→ Page extract
Postby sudarshan » 19 Feb 2021 05:41

^ That does seem like a topic worthy of more research.

In the meantime, even facts seem to change. The oft-quoted number for India's literacy in 1947 was 11%. Now the current "accepted" sources such as Wiki show India's literacy as 16% in 1941, and 18% in 1951. There's no real info on literacy in British India vs. princely states, except for that one essay by Jabez T. Sutherland. Who was Jabez T. Sutherland? It seems there was a Jabez G. Sutherland, who was a politician and judge from Michigan state, who died in 1902.

Jabez T. Sutherland, OTOH:

JABEZ T. SUNDERLAND, M. A., D. D.

Former President of the India Information Bureau of America and
Editor of Young India (New York). Twice Special Commissioner
and Lecturer to India. Author of “India, America and
World Brotherhood,” “Causes of Famine in India,”
etc., etc.


This was the person who published that article on living conditions in India in 1908. It seems like an honest perspective, pointing out all the faults and propaganda of the British rule in India.

There's a big jump in literacy between 1931 and 1941, from 9% to 16%. Got to see what caused it (change in surveying methods, inclusion of princely states...). The pace of change was definitely higher 1951 onwards, despite a greater pace of population growth.

→ Goal 1
Check each statement against the forum post on India's literacy figures: (a) it gives India's literacy in 1951 as 18%; (b) it says Jabez G. Sutherland died in 1902; (c) it says the pace of change slowed from 1951 onward. For each one, answer yes or no and quote the words from the post that decide it.
→ Goal 2
Write a continuation of the forum post on India's literacy figures that starts after its last sentence.
The entries that follow the post aren't needed.

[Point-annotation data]
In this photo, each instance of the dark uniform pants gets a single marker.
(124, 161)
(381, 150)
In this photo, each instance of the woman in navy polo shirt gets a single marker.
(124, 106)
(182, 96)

→ Task answer 1
(a) Yes: "18% in 1951"
(b) Yes: "who died in 1902"
(c) No: "The pace of change was definitely higher 1951 onwards"

→ Task answer 2
Even 18% literacy in 1951 is a pretty revealing statistic by itself. There are a couple of sources which show lower numbers. Establishing the authenticity of the sources is itself a daunting task.

But the majority of the task of educating India definitely happened after 1951, even if we accept 18% in '51, from there to 75% in 2011 is a phenomenal achievement. It would be over 80% now, in 2021.

In the meantime, here's a map of British India, for the other claim that the "British united India." This map is seen in various places on the 'net. It seems the original source is from the Edinburgh Geographical Institute, circa 1940. However, this same map has been variously claimed as representing India in 1857, 1900, 1936, 1940, 1947... in different sites. I think the 1940 date seems most likely.

https://www.mapsofindia.com/maps/india/ ... ionmap.htm

https://twitter.com/RareHistorical/stat ... 64/photo/1
Last edited by sudarshan on 19 Feb 2021 06:44, edited 1 time in total.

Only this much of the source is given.